# [Things to do]
1: Please reproduce the passage of the Sledge v. Miller opinion between "Sledge v. Miller" and "Southport, for plaintiff-appellant.", inclusive.
2: Answer these questions from the Sledge v. Miller opinion, one per line:
(a) On what date was the case decided?
(b) Which statute section does the opinion cite for complicated questions of boundary?
(c) In what city is Carter & Murchison, counsel for the defendants-appellees?

# [Page excerpt]
+---+

Sledge v. Miller

Decision Date28 January 1959
Docket NumberNo. 612,612
Citation249 N.C. 447,106 S.E.2d 868
PartiesW. F. SLEDGE v. Duncan MILLER, James H. Davis, L. F. Bass, Sr., and L. F. Bass, Jr.
CourtNorth Carolina Supreme Court

E. J. Prevatte and Kirby Sullivan, Southport, for plaintiff-appellant.

Carter & Murchison, Wilmington, for defendants-appellees.

RODMAN, Justice.

Plaintiff's first assignment of error is directed to the order of reference. He contends that defendants' pleas of the statutes of limitations were pleas in bar and until disposed of, a reference was improper.

True, no reference should be ordered when there is a plea in bar which when determined will completely dispose of the controversy; but unless the plea is sufficient, when established, to finally settle the entire controversy, it constitutes no basis for refusing to refer. Solon Lodge No. 9 Knights of Pythias Co. v. Ionic Lodge, 245 N.C. 281, 95 S.E.2d 921; Grimes v. Beaufort County, 218 N.C. 164, 10 S.E.2d 640; Brown v. E. H. Clement Co., 217 N.C. 47, 6 S.E.2d 842. Manifestly the plea of the three-year statute to defeat a recovery for the asserted trespass would not dispose of the controversy. No proper inquiry could be made with respect to trespass until the question of ownership had been determined.

The asserted possession for the several periods of time referred to in the answer constituted defendants' several sources of title. Possession for the statutory period under color vested title in defendants. Possession for the statutory period, without color, but under known and visible lines and boundaries gave defendants good title. Wachovia Bank & Trust Co. v. Miller, 243 N.C. 1, 89 S.E.2d 765; Powell v. Mills, 237 N.C. 582, 75 S.E.2d 759; Martin v. Bundy, 212 N.C. 437, 193 S.E. 831; Berry v. Coppersmith, 212 N.C. 50, 193 S.E. 3; Johnson v. Fry, 195 N.C. 832, 143 S.E. 857; Christenbury v. King, 85 N.C. 229; Graham v. Houston, 15 N.C. 232.

It was the location of the boundaries called for in the deed or other instruments constituting defendants' color of title or the location of the 'known and visible lines and boundaries' marking defendants' possession which formed the basis for the reference. These were the complicated questions of boundary referred to in the statute, G.S. § 1-189. To defer a reference until these questions were determined would remove the necessity for a reference. Accepting plaintiff's interpretation of the statute, reference would be permissible when a complicated question of boundary arose between two property owners, each of whom claimed under connected paper title; but if one of the parties asserted title by adverse possession, reference would be improper, no matter how complicated the boundary question. The question has heretofore been settled contrary to plaintiff's contention. Champion Paper & Fibre Co. v. Lee, 216 N.C. 244, 4 S.E.2d 449.

+---+

# [Data excerpt]

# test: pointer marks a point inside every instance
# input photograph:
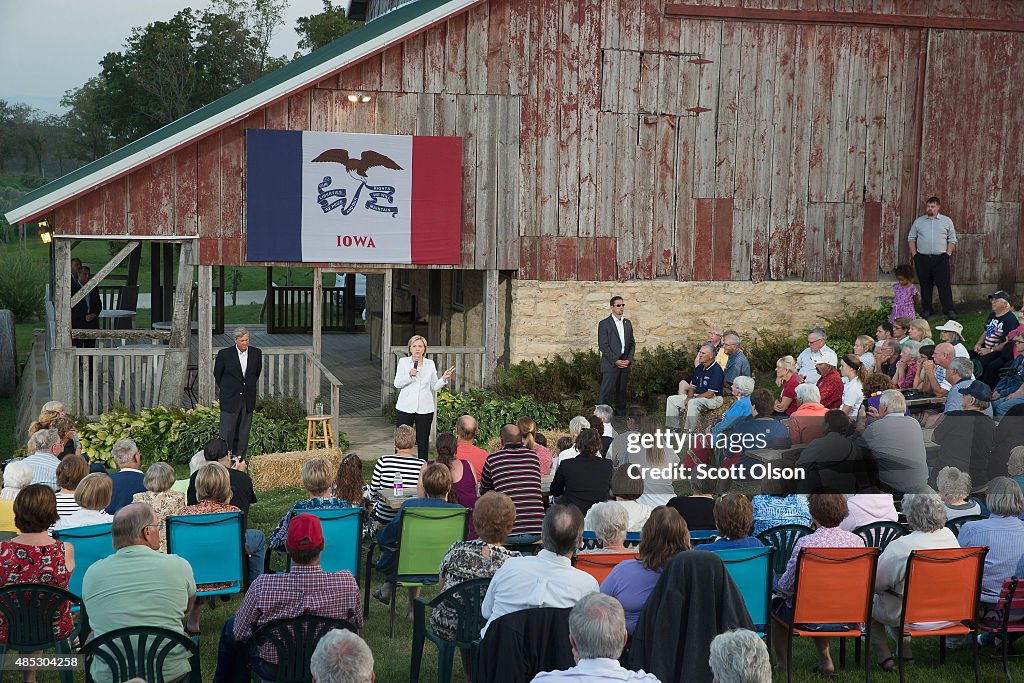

+---+

# [Answers to each task]
1:
Sledge v. Miller

Decision Date28 January 1959
Docket NumberNo. 612,612
Citation249 N.C. 447,106 S.E.2d 868
PartiesW. F. SLEDGE v. Duncan MILLER, James H. Davis, L. F. Bass, Sr., and L. F. Bass, Jr.
CourtNorth Carolina Supreme Court

E. J. Prevatte and Kirby Sullivan, Southport, for plaintiff-appellant.

2:
(a) 28 January 1959
(b) G.S. § 1-189
(c) Wilmington